(Data entries)
* * * *
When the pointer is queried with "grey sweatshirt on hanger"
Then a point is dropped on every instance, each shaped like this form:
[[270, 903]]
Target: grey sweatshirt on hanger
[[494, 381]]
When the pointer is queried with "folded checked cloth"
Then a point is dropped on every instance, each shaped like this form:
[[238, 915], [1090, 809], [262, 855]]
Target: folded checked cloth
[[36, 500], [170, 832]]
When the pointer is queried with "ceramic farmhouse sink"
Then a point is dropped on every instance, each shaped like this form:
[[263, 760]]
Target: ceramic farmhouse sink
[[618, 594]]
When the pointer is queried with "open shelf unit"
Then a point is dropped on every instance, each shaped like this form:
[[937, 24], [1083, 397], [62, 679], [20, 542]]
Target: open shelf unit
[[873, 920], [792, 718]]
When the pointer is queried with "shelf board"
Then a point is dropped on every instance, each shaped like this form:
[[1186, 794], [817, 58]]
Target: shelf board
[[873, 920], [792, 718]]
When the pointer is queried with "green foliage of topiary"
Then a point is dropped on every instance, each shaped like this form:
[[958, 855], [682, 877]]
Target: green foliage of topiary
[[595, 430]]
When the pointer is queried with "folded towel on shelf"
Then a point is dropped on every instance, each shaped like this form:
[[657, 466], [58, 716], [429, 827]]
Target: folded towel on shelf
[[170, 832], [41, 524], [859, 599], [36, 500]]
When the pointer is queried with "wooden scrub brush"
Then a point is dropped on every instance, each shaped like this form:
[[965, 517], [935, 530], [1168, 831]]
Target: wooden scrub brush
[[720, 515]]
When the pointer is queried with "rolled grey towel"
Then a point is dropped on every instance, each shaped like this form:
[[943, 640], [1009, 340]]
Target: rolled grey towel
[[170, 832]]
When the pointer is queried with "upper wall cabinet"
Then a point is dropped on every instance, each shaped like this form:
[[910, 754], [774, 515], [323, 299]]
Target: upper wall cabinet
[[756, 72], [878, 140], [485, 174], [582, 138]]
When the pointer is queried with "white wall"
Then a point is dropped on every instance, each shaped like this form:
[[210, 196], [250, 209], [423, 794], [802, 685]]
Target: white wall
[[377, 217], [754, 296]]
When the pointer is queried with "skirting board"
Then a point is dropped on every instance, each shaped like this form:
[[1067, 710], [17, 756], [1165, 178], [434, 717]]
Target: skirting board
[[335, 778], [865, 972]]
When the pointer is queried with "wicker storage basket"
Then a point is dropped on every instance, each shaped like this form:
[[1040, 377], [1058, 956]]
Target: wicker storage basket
* * * *
*EXERCISE REQUIREMENTS*
Find the string "wicker" in the entries above. Copy each line where it occurs.

*EXERCISE SOLUTION*
When the pointer is queried with "wicker storage basket"
Target: wicker storage basket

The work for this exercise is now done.